» **Task to complete**:
Copy out all the records below with "Target" replaced by "Object" and nothing else changed. Leave the pictures out of your copy.

» **Material provided**:
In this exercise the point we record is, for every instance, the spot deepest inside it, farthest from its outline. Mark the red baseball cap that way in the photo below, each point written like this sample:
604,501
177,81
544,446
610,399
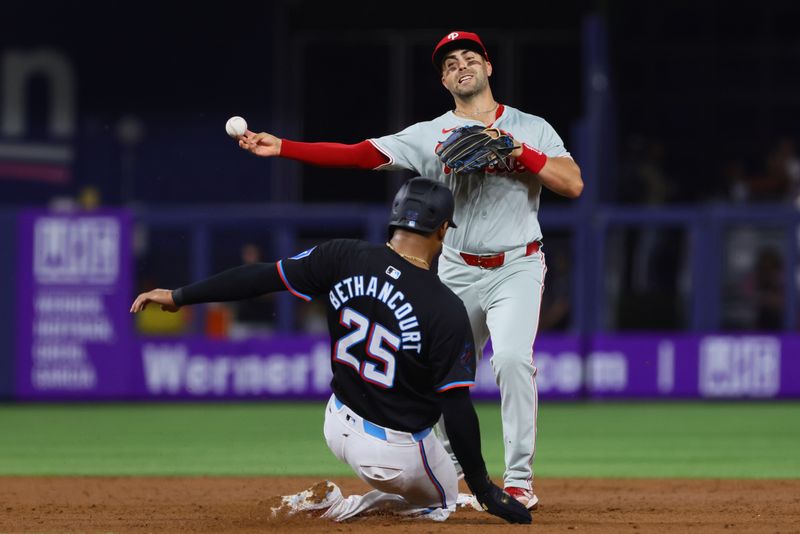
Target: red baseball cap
455,40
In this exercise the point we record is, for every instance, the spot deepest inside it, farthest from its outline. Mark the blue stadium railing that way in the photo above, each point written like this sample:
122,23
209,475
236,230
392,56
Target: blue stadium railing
705,227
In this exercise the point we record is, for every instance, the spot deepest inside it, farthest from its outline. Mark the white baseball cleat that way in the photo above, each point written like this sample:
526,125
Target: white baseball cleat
527,498
320,496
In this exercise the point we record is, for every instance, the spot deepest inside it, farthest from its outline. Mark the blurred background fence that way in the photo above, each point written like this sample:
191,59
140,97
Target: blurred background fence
674,275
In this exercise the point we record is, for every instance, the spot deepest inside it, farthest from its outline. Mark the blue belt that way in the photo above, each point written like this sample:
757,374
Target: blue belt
380,432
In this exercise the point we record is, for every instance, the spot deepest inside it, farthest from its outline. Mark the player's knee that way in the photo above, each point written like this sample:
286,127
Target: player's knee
519,361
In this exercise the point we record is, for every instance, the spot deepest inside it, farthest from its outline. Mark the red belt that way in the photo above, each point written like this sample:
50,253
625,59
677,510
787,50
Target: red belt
491,261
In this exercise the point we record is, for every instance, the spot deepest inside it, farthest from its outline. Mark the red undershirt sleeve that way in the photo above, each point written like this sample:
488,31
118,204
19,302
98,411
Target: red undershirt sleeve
361,155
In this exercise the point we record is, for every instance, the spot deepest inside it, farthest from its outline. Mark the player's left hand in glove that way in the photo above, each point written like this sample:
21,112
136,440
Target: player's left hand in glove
473,148
497,502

» **Task answer**:
In this exercise the point we record is, for every instance, the spot deepest inside it, farthest from its outline. Mark the red baseball cap that way in the photo below, each point written like this sample:
604,501
177,81
544,446
610,399
Object: red baseball cap
455,40
In this exercise the point we record is, for every instance, the spot deepest inside it, farthest from its outline. Mark the blue stadium railing that way in the photo above, each point written like this sample:
122,23
209,475
236,230
392,56
Object: blue stadium railing
705,227
In this exercise the point we record is, for every instance, the spot deepest inside it, farthest from its outline. Mark the white baseball cleat that way in the photo above, each point written like this sample:
526,125
Object: white baseball cleat
527,498
320,496
In this exercise the point we record is, for every instance, the spot deepest inside it, farthest from its outline. Mark the blurred background fence that way in the photo above, each point written like this sample:
191,59
140,97
Object: blurred background fence
674,275
In this exercise the point we record is, for every instance, the spot deepest inside it, farthest from its outline. Mark the blue belt that way in the photo above, each point written like this sample:
757,374
Object: blue belt
380,432
In this exercise the point we record is, for every instance, the spot deepest inside it, farthest from its outline. Mark the player's knee that way in the photo above, each point written like this sample:
286,127
Object: player's knee
519,361
In this exercise the point we record is, for every instance, the spot deepest inside it, farthest from its outline. Mark the red belt that way in the photo above, each point written like this sample:
50,253
625,59
677,510
787,50
Object: red belt
491,261
In this exercise the point we record is, for every instance, the spot deepest inside it, farthest from its outline. Mark the red undershirt sleeve that way in the photo above, each point written like this sample:
488,31
118,204
19,302
98,411
Object: red undershirt sleeve
361,155
In this exercise the point we record is, for every instance, the spot deepest inside it, farthest from its outline. Mark the player's left hand in glove that way in the photo above, each point written like this sample:
21,112
136,440
Object: player's left hand in glove
473,148
497,502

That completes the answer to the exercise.